• TASK TO CARRY OUT:
Only the pictures are to be left out; set down the rest of the records exactly.

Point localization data
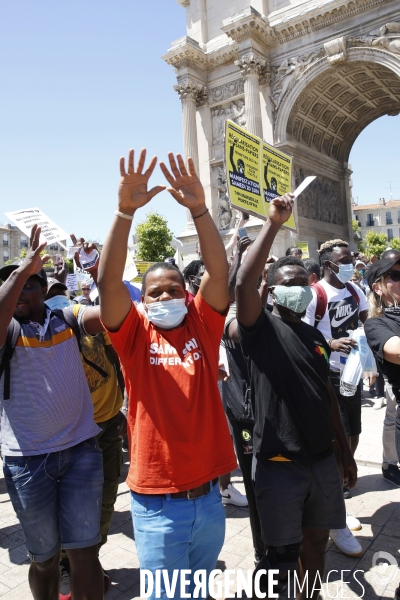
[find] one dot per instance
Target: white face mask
(57, 302)
(167, 314)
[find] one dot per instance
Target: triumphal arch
(306, 76)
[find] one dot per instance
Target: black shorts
(350, 406)
(291, 496)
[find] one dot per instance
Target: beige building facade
(305, 76)
(382, 217)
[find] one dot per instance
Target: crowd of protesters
(232, 361)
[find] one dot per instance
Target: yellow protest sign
(256, 172)
(243, 154)
(276, 177)
(141, 266)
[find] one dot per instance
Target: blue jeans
(177, 533)
(57, 498)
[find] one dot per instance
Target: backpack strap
(322, 302)
(72, 322)
(350, 288)
(13, 333)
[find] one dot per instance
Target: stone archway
(318, 121)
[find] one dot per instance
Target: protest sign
(72, 283)
(130, 271)
(26, 218)
(88, 260)
(142, 267)
(276, 177)
(304, 249)
(243, 160)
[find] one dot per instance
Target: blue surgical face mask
(57, 302)
(295, 297)
(167, 314)
(345, 273)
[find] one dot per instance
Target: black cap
(6, 271)
(380, 268)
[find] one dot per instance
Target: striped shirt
(50, 407)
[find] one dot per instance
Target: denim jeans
(57, 498)
(177, 533)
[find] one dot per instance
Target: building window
(370, 220)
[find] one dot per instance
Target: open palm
(133, 193)
(185, 186)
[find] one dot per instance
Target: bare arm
(12, 287)
(188, 191)
(247, 296)
(115, 301)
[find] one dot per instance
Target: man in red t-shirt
(179, 439)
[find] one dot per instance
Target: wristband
(202, 214)
(123, 215)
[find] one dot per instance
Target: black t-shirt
(378, 331)
(288, 366)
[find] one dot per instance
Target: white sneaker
(345, 541)
(232, 496)
(352, 523)
(379, 403)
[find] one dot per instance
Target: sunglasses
(394, 275)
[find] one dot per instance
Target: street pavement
(374, 502)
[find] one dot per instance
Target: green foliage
(154, 238)
(375, 243)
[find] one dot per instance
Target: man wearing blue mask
(298, 487)
(178, 435)
(336, 308)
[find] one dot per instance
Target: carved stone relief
(388, 37)
(226, 216)
(284, 76)
(226, 91)
(321, 200)
(235, 111)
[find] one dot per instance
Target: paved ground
(375, 502)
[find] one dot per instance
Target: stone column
(251, 68)
(190, 94)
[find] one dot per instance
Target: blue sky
(82, 82)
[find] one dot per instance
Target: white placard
(72, 283)
(130, 271)
(25, 219)
(303, 185)
(88, 260)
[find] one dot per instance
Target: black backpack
(13, 333)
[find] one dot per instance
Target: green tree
(375, 243)
(154, 238)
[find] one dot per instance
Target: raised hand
(132, 192)
(33, 262)
(185, 186)
(280, 209)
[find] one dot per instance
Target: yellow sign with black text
(256, 172)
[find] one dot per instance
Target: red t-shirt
(177, 428)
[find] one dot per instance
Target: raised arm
(11, 289)
(188, 191)
(248, 299)
(115, 301)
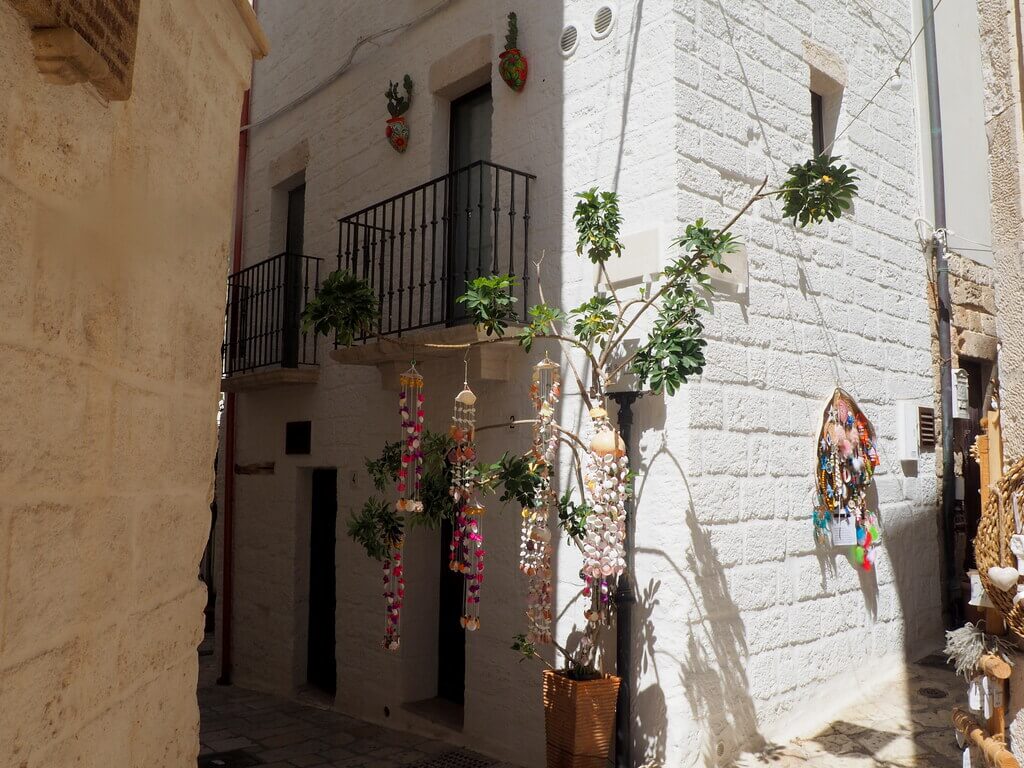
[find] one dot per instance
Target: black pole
(625, 600)
(943, 308)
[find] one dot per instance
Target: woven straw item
(579, 720)
(991, 545)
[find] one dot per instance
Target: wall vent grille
(926, 427)
(603, 19)
(569, 40)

• ANSWER FOR THE TASK:
[find] one dot per instance
Target: white face mask
(57, 302)
(167, 314)
[find] one dot per instance
Target: triumphal arch
(306, 76)
[find] one dot per instance
Target: black shorts
(350, 406)
(291, 496)
[find] one dot per instance
Target: beige building facade
(305, 76)
(382, 217)
[find] one dot per instance
Target: crowd of protesters
(232, 361)
[find] one dot per instance
Target: yellow protest sign
(256, 172)
(243, 154)
(276, 177)
(141, 266)
[find] one dot per instance
Target: blue jeans
(177, 533)
(57, 498)
[find] one dot per instance
Target: backpack strap
(322, 302)
(72, 322)
(350, 288)
(13, 333)
[find] one dot per instance
Target: stone archway
(318, 121)
[find] one dot per instance
Target: protest sign
(72, 283)
(130, 271)
(26, 218)
(88, 260)
(142, 267)
(276, 177)
(304, 249)
(243, 160)
[find] one dot per instance
Target: blue surgical face mask
(57, 302)
(295, 297)
(167, 314)
(345, 273)
[find] one dot per instance
Target: black cap
(6, 271)
(380, 268)
[find] one dot per instance
Target: striped shirt
(50, 407)
[find] one dot per instance
Target: denim jeans
(57, 498)
(177, 533)
[find] one dot per instance
Target: building window
(370, 220)
[find] one dot per instance
Target: open palm
(133, 193)
(185, 186)
[find] one dot per instance
Target: bare arm
(12, 287)
(188, 191)
(247, 296)
(115, 301)
[find] one dot per instance
Target: man in red t-shirt
(179, 439)
[find] one dot per instance
Target: wristband
(202, 214)
(123, 215)
[find] one dot per instance
Target: black t-shirt
(378, 331)
(288, 366)
[find] one dot per instance
Target: white sneaker
(345, 541)
(232, 496)
(352, 523)
(379, 403)
[find] one dot per instance
Target: sunglasses
(394, 275)
[find] one dot per instance
Target: street pavement
(374, 502)
[find] one dot per instance
Target: green foliage
(154, 238)
(375, 243)
[find] one dot per instance
Target: man wearing blue mask
(298, 487)
(178, 435)
(336, 308)
[find] one dot per instance
Target: carved stone relief
(388, 37)
(226, 216)
(284, 76)
(226, 91)
(321, 200)
(235, 111)
[find] one dot per instance
Target: paved ground
(375, 502)
[find] one dot per instance
Target: stone column
(251, 68)
(190, 94)
[find] one dot per instance
Target: blue sky
(82, 82)
[find] one dot per instance
Target: white placard
(72, 283)
(130, 271)
(25, 219)
(303, 185)
(88, 260)
[find] one dot per instance
Target: black backpack
(13, 333)
[find] one dot per instance
Target: green tree
(375, 243)
(154, 238)
[find] one dot per instance
Target: raised hand
(132, 192)
(33, 262)
(185, 186)
(280, 209)
[find] one dot per instance
Target: yellow sign with black text
(256, 172)
[find] one dot per instance
Target: red t-shirt
(177, 428)
[find] one dot per instance
Target: raised arm
(11, 289)
(188, 191)
(248, 299)
(115, 301)
[find] one dot per instance
Target: black pole
(625, 600)
(943, 308)
[find] one dot per instance
Target: woven straw item
(579, 720)
(991, 545)
[find] one dot per instance
Target: wall vent grille
(926, 427)
(603, 19)
(569, 40)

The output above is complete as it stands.